*PAGE EXCERPT*
══════════════════════════════

Global cyber crime is on the increase, and it is predicted that damages will be up to $6tn annually by 2021.
Criminals today are moving away from “traditional” robberies as cyber crime offers higher rewards, and there is less chance of getting caught. They don't need to concern themselves with leaving behind DNA at the crime scene, and they can target multiple victims at the same time.
Rest assured that someone will fall into the trap. Advances have been made over recent years to detect the origination of a cyber attack. However, it is still a lot easier to get away with, and there is a guarantee that you won’t face any potential physical harm that traditional robberies often bring.
Computers and networks are being targeted at a rate of one attack every 39 seconds, according to a recent report from the University of Maryland. Companies and individuals across the board need to be more alert, but companies and individuals in a supply chain need to be that much more vigilant as its no longer only about your inhouse security measures, you now need to worry about the security systems that your suppliers and customers have as well.
Take a look at just how many of your daily tasks are outsourced to another business? Does this business have access to your data? Do you have contracts in place that stipulate how, when, where, and to whom these companies can use and share your data? Do you know what cyber security measures these companies have in place before you give them access to your data?
SMEs are usually a good place for a cyber criminal to start. SMEs often don't have the knowledge, resources, or budget to implement security systems, or they think they are safe – “Why would anyone attack my SME when there are far bigger fish to fry out there?”
The problem is that cyber criminals use the SME to infiltrate the supply chain and then play “leapfrog” and jump from system-to-system to hopefully gain access to the big fish where they can either expose sensitive information or manipulate operations in the supply chain.

══════════════════════════════

*STUDY QUESTIONS*
1 > Return a verbatim excerpt from the passage on cyber crime, starting with "Rest assured that" and going on through "robberies often bring.".
2 > Answer these questions from the passage on cyber crime:
(a) By what year are cyber crime damages predicted to reach up to $6tn annually?
(b) According to the University of Maryland report, how often are computers and networks targeted?
(c) What do cyber criminals play after using an SME to infiltrate the supply chain?
3 > Write the next part of the passage on cyber crime, continuing after its final sentence.

(Text-to-region grounding data)

══════════════════════════════

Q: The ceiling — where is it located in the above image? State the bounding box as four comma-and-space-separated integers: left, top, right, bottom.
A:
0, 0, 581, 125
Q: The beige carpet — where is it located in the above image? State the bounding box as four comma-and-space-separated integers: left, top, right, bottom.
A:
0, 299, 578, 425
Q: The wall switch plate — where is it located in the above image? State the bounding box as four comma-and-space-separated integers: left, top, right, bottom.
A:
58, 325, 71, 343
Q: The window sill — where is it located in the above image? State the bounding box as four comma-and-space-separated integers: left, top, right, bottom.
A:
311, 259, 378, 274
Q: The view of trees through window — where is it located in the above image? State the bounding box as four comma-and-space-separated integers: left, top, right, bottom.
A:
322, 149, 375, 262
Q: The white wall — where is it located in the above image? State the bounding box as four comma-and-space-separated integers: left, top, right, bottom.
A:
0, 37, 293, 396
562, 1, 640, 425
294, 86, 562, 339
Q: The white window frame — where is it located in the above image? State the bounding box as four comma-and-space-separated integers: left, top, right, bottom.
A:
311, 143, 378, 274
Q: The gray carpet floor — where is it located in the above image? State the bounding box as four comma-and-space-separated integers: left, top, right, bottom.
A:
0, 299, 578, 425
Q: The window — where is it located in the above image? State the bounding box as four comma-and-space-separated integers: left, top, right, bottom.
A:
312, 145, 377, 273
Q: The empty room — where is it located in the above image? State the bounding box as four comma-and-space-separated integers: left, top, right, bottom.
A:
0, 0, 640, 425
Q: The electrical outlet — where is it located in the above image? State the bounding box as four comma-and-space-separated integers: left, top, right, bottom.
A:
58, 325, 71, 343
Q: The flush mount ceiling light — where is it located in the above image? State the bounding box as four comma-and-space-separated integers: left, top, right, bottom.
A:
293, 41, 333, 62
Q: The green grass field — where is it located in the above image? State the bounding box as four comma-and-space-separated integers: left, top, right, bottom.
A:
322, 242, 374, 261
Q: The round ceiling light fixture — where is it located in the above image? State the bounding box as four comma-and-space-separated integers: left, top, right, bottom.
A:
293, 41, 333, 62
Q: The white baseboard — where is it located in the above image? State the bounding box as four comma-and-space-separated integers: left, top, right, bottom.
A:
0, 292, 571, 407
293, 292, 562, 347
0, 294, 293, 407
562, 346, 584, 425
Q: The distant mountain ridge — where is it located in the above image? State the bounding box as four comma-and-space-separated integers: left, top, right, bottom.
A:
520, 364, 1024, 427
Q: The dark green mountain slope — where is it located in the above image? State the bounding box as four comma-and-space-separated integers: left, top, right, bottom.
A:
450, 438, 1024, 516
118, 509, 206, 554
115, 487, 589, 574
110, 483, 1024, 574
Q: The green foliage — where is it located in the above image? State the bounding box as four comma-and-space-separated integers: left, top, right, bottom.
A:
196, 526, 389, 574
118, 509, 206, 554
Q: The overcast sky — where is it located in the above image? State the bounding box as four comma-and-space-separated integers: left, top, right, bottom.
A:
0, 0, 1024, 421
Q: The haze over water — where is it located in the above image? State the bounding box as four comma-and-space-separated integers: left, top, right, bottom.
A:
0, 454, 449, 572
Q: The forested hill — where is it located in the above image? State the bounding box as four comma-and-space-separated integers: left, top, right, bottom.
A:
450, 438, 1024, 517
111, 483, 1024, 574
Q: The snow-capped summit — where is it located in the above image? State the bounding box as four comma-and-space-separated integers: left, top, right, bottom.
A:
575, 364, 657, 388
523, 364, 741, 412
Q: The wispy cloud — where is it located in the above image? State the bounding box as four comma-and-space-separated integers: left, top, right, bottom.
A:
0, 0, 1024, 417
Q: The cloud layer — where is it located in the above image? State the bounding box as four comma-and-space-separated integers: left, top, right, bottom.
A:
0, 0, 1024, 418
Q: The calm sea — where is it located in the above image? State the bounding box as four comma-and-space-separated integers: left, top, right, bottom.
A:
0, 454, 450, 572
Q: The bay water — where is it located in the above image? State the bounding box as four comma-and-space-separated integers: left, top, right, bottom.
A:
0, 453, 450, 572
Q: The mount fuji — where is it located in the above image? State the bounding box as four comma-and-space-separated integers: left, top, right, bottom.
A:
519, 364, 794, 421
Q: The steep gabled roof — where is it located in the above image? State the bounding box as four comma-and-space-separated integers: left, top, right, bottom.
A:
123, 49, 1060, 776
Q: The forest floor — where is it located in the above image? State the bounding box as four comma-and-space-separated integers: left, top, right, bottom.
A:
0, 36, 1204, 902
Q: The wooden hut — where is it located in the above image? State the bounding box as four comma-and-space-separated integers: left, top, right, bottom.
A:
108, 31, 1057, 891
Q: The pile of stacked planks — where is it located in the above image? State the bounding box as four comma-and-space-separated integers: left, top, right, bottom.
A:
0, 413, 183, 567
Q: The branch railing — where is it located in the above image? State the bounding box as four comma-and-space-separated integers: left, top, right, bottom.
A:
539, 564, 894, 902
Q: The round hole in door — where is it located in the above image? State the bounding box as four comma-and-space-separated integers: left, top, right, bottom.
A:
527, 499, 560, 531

══════════════════════════════

*RESPONSES FOR EACH TASK*
1 >
Rest assured that someone will fall into the trap. Advances have been made over recent years to detect the origination of a cyber attack. However, it is still a lot easier to get away with, and there is a guarantee that you won’t face any potential physical harm that traditional robberies often bring.

2 >
(a) 2021
(b) At a rate of one attack every 39 seconds
(c) "Leapfrog," jumping from system to system

3 >
No security system is 100% cyber proof, but if you at least have something in place, the cyber criminal will far rather move on to an easier target than to try and gain access to your system. Anything is better than nothing. Start by protecting your own data centre first and foremost. Then move outward and look at all third parties in your network to ensure that this next layer of security is in place.
Investigate all your third parties’ security systems to see how they would handle and recover from a cyber-attack. Make sure that you have access to your vendors' security procedures in all areas of their: IT, human resources, legal, and operational/procurement. Understand each vendor’s importance in your supply chain to determine the level of each one’s risk. Set expectations by entering into contracts with each vendor and follow up regularly to assess performance. Cancel contracts with suppliers that don’t or won’t comply with security measures.
Your suppliers and their employees are an extension of your business – a cyber attack can affect many companies within a supply chain, so it’s in the best interest of all stakeholders to work together to have robust processes, policies, and procedures in place. Running regular anti-malware scans and blocking malicious looking IP addresses is a good start but very often our employees are our weakest link so educating every person within your business as well as your third-party supplier businesses is equally essential. Train them to know how to identify possible threats to your systems and to report anything peculiar to your IT team ASAP.